» **Passage for review**
MongoDB/Mongoose index make query faster or slow it down? - node.js

I have an article model like this:
var ArticleSchema = new Schema({
type: String
,title: String
,content: String
,hashtags: [String]
,comments: [{
type: Schema.ObjectId
,ref: 'Comment'
}]
,replies: [{
type: Schema.ObjectId
,ref: 'Reply'
}]
, status: String
,statusMeta: {
createdBy: {
type: Schema.ObjectId
,ref: 'User'
}
,createdDate: Date
, updatedBy: {
type: Schema.ObjectId
,ref: 'User'
}
,updatedDate: Date
,deletedBy: {
type: Schema.ObjectId,
ref: 'User'
}
,deletedDate: Date
,undeletedBy: {
type: Schema.ObjectId,
ref: 'User'
}
,undeletedDate: Date
,bannedBy: {
type: Schema.ObjectId,
ref: 'User'
}
,bannedDate: Date
,unbannedBy: {
type: Schema.ObjectId,
ref: 'User'
}
,unbannedDate: Date
}
}, {minimize: false})
When user creates or modify the article, I will create hashtags
ArticleSchema.pre('save', true, function(next, done) {
var self = this
if (self.isModified('content')) {
self.hashtags = helper.listHashtagsInText(self.content)
}
done()
return next()
})
For example, if user write "Hi, #greeting, i love #friday", I will store ['greeting', 'friday'] in hashtags list.
I am think about creating an index for hashtags to make queries on hashtags faster. But from mongoose manual, I found this:
When your application starts up, Mongoose automatically calls
ensureIndex for each defined index in your schema. Mongoose will call
ensureIndex for each index sequentially, and emit an 'index' event on
the model when all the ensureIndex calls succeeded or when there was
an error. While nice for development, it is recommended this behavior
be disabled in production since index creation can cause a significant
performance impact. Disable the behavior by setting the autoIndex
option of your schema to false.
http://mongoosejs.com/docs/guide.html
So is indexing faster or slower for mongoDB/Mongoose?
Also, even if I create index like
hashtags: { type: [String], index: true }
How can I make use of the index in my query? Or will it just magically become faster for normal queries like:
Article.find({hashtags: 'friday'})

You are reading it wrong
You are misreading the intent of the quoted block there as to what .ensureIndex() ( now deprecated, but still called by mongoose code ) actually does here in the context.
In mongoose, you define an index either at the schema or model level as is appropriate to your design. What mongoose "automatically" does for you is on connection it inpects each registered model and then calls the appropriate .ensureIndex() methods for the index definitions provided.
What does this actually do?
Well, in most cases, being after you have already started up your application before and the .ensureIndexes() method was run is Absolutely Nothing. That is a bit of an overstatement, but it more or less rings true.
Because the index definition has already been created on the server collection, a subsesquent call does not do anything. I.e, it does not drop the index and "re-create". So the real cost is basically nothing, once the index itself has been created.

(Stored data entries)
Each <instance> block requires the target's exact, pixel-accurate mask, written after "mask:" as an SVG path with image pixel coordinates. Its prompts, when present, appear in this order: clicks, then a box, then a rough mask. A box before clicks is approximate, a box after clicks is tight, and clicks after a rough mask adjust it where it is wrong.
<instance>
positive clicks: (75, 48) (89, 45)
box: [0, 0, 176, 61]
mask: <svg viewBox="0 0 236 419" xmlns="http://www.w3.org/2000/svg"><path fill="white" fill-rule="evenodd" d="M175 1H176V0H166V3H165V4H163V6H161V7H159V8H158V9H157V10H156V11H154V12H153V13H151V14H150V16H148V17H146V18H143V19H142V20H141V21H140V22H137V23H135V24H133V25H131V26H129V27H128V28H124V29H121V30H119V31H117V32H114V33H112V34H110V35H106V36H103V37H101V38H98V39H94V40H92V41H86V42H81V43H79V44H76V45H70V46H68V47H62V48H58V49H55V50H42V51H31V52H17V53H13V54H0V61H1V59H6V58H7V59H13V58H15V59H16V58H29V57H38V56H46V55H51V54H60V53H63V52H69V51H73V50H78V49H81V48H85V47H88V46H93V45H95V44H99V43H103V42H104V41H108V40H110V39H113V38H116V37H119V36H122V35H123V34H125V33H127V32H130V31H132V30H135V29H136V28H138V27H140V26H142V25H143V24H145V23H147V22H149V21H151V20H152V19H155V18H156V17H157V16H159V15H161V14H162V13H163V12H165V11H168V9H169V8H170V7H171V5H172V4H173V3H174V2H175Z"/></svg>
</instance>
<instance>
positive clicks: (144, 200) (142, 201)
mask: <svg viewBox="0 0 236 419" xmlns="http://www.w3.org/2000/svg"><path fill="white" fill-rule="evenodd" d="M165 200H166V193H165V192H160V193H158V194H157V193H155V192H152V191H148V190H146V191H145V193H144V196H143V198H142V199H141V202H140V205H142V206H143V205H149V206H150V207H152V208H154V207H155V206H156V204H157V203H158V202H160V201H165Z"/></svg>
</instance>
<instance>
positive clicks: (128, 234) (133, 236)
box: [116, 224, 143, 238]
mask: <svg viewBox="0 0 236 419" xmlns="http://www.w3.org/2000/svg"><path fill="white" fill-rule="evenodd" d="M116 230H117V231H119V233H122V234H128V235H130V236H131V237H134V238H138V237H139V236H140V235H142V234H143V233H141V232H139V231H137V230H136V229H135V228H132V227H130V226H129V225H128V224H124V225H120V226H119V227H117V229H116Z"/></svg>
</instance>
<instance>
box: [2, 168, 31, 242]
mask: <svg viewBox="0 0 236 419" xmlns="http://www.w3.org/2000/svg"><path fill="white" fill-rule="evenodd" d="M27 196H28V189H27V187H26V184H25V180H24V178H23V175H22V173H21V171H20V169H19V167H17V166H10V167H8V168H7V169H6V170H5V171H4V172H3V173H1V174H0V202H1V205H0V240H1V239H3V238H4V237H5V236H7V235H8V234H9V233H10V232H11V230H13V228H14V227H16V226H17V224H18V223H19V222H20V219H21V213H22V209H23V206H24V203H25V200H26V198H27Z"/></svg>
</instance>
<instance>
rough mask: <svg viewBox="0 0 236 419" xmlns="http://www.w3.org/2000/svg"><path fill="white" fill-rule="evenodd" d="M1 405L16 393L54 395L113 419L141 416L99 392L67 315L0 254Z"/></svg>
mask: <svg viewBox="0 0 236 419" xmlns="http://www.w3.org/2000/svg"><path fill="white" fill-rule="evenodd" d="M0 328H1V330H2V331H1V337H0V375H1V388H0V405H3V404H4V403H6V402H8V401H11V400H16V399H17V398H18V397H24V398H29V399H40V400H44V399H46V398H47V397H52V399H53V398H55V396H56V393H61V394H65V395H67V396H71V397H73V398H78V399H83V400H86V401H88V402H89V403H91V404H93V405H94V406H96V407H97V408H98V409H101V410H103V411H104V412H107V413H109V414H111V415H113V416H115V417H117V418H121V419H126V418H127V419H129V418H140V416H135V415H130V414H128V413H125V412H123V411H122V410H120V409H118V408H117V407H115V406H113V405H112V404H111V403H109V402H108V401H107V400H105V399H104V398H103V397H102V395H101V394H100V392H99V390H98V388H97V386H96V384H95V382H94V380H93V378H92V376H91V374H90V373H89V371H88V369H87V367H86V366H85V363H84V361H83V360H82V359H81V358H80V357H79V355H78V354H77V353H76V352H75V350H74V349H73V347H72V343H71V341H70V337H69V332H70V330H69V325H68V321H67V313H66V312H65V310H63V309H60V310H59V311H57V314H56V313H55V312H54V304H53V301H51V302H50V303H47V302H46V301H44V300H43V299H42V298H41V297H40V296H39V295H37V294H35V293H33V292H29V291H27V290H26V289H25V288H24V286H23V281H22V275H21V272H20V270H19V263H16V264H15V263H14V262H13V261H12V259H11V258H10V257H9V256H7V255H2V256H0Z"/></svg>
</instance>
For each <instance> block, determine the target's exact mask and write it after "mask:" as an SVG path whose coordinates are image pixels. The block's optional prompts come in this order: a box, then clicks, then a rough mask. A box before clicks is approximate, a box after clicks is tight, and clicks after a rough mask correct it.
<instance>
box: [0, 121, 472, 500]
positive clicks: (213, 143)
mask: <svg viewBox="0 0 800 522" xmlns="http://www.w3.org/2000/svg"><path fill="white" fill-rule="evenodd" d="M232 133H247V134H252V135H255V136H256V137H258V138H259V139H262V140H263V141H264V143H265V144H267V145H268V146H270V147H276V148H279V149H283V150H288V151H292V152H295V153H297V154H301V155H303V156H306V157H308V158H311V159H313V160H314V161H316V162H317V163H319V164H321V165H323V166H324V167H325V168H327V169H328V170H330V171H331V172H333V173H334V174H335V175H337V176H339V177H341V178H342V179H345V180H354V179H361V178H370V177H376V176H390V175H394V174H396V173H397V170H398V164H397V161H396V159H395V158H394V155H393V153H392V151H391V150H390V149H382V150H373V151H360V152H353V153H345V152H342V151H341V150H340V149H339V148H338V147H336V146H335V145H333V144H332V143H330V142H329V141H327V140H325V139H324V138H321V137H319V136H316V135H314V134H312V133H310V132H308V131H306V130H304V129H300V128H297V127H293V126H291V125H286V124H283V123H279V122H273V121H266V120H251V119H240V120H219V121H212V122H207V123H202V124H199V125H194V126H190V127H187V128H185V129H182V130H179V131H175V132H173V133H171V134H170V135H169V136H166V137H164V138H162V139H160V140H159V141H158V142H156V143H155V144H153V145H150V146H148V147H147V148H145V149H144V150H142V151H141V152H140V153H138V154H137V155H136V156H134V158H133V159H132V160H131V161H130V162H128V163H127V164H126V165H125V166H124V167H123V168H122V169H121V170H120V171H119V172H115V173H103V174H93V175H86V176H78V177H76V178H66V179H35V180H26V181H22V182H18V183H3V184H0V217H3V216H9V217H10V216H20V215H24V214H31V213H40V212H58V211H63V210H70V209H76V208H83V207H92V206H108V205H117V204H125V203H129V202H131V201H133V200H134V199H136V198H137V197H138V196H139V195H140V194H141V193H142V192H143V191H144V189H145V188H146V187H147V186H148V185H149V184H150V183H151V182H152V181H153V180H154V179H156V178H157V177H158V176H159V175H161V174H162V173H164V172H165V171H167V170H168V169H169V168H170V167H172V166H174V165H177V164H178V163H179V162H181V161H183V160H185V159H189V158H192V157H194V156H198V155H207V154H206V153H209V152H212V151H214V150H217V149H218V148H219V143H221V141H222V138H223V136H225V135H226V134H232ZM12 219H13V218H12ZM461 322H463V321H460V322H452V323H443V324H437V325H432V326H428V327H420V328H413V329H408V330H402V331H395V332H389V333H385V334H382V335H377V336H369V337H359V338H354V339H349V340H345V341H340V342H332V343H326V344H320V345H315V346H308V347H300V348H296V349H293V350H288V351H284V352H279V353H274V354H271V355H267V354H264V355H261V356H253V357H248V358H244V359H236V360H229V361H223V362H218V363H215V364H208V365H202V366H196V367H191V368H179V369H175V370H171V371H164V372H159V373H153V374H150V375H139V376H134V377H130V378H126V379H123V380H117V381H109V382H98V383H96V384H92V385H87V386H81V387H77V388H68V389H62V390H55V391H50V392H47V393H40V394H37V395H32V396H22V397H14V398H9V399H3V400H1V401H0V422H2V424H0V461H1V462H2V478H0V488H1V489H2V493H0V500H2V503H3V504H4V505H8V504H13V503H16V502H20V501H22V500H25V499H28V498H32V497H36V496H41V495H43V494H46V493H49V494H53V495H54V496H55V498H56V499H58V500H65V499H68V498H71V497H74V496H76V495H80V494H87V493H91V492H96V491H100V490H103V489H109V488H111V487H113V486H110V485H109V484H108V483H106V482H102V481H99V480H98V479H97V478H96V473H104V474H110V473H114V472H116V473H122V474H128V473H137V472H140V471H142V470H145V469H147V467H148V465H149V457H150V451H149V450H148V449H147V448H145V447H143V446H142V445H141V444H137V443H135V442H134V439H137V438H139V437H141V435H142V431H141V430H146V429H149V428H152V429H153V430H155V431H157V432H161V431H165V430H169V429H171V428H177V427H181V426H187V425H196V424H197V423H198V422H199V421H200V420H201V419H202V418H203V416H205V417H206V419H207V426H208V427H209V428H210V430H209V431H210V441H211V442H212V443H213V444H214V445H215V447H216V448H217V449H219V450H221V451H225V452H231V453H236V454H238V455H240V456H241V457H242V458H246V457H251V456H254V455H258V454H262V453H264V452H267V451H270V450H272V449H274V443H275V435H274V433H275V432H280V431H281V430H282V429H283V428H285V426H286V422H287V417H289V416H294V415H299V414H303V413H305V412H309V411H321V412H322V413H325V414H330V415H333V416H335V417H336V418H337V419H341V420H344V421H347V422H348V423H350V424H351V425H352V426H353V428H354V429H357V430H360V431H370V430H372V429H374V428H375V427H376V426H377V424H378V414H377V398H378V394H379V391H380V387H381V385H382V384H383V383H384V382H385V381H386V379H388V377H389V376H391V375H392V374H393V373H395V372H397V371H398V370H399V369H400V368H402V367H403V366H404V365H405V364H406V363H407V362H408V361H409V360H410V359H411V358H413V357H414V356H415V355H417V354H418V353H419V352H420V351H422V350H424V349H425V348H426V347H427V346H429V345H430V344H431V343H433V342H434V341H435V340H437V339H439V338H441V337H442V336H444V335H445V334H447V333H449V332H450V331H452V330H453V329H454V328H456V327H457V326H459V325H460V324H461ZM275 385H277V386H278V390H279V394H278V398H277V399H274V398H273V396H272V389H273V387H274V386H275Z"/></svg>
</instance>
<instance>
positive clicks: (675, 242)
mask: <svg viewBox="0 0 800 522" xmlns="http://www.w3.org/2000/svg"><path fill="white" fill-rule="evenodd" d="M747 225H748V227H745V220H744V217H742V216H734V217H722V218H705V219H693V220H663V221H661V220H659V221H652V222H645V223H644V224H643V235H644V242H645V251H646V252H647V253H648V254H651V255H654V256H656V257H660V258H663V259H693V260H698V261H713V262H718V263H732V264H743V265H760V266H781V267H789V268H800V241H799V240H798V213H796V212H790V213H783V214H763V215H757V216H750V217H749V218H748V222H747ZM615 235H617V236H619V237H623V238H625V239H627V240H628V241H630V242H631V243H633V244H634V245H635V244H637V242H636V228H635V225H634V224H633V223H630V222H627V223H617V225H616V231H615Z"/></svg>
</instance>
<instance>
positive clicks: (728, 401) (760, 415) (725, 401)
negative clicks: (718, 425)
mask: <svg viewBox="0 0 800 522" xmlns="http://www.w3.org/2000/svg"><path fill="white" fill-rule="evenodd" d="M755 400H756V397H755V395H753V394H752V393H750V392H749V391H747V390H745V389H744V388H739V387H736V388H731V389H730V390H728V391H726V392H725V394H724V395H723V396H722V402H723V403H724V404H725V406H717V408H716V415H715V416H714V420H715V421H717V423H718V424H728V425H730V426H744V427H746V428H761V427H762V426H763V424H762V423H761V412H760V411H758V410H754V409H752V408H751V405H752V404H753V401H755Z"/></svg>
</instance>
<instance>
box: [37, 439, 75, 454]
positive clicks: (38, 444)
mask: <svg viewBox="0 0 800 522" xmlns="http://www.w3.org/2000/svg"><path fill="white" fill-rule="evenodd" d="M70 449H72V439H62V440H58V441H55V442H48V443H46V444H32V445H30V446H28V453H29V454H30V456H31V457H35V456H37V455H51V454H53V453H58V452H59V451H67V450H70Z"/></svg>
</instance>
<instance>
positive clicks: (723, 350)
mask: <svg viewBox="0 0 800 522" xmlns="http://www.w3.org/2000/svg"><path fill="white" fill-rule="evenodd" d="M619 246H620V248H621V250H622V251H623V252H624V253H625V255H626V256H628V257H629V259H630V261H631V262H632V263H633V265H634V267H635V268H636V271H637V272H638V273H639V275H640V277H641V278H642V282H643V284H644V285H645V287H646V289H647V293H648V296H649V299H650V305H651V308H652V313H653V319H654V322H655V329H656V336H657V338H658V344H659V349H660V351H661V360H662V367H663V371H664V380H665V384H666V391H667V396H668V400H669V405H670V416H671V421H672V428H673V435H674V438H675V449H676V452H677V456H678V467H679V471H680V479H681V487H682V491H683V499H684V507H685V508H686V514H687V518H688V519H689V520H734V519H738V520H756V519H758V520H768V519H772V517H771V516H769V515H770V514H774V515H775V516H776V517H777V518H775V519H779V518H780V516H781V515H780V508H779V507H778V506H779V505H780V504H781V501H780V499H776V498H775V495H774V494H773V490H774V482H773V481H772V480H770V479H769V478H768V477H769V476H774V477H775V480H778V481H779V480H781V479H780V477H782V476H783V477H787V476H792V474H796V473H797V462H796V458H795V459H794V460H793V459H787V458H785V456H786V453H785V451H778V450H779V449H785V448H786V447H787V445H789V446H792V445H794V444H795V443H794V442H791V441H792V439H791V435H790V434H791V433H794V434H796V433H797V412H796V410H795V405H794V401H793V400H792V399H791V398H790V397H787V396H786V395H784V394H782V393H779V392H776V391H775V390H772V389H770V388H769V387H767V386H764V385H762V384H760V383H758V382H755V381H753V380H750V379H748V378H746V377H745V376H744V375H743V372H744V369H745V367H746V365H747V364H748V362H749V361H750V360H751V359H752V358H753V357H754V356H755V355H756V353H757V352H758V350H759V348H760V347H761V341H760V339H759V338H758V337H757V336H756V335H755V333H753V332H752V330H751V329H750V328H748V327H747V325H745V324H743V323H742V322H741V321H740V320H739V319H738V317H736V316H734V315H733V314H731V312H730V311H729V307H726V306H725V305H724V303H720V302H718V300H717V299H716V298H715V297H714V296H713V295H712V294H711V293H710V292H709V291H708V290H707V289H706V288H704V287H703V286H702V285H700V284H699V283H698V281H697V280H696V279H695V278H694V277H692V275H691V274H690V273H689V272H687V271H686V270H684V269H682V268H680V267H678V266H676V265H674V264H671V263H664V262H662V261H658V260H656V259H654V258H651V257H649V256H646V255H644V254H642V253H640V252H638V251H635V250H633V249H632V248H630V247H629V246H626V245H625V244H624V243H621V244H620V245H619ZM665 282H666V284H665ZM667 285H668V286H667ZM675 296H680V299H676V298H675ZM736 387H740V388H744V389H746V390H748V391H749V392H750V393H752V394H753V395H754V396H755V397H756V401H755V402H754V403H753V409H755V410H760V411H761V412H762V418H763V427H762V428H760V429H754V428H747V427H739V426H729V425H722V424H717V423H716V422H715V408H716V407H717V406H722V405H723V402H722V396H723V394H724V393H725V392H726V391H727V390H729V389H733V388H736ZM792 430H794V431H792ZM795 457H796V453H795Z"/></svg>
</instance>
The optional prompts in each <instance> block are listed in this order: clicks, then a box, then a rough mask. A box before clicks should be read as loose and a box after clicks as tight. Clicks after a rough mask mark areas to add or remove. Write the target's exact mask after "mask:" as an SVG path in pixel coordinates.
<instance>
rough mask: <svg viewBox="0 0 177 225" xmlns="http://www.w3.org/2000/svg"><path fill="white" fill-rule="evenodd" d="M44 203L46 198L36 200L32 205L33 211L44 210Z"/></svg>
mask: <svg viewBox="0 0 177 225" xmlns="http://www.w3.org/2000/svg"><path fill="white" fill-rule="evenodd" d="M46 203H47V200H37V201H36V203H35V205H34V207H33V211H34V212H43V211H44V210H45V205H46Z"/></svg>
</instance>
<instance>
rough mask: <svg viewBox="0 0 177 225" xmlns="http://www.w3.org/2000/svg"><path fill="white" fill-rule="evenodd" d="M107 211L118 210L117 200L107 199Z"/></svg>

» **Check your understanding**
A. Extract word for word the part of the forum thread on MongoDB indexing that opens with the words containing "For example, if" and closes with "slower for mongoDB/Mongoose?".
B. In the rows, change "positive clicks" to "foreground clicks" from the start of the rows through the line containing "box: [0, 0, 176, 61]", keeping everything else the same. Return only those lines.

» **Written responses**
A.
For example, if user write "Hi, #greeting, i love #friday", I will store ['greeting', 'friday'] in hashtags list.
I am think about creating an index for hashtags to make queries on hashtags faster. But from mongoose manual, I found this:
When your application starts up, Mongoose automatically calls
ensureIndex for each defined index in your schema. Mongoose will call
ensureIndex for each index sequentially, and emit an 'index' event on
the model when all the ensureIndex calls succeeded or when there was
an error. While nice for development, it is recommended this behavior
be disabled in production since index creation can cause a significant
performance impact. Disable the behavior by setting the autoIndex
option of your schema to false.
http://mongoosejs.com/docs/guide.html
So is indexing faster or slower for mongoDB/Mongoose?

B.
Each <instance> block requires the target's exact, pixel-accurate mask, written after "mask:" as an SVG path with image pixel coordinates. Its prompts, when present, appear in this order: clicks, then a box, then a rough mask. A box before clicks is approximate, a box after clicks is tight, and clicks after a rough mask adjust it where it is wrong.
<instance>
foreground clicks: (75, 48) (89, 45)
box: [0, 0, 176, 61]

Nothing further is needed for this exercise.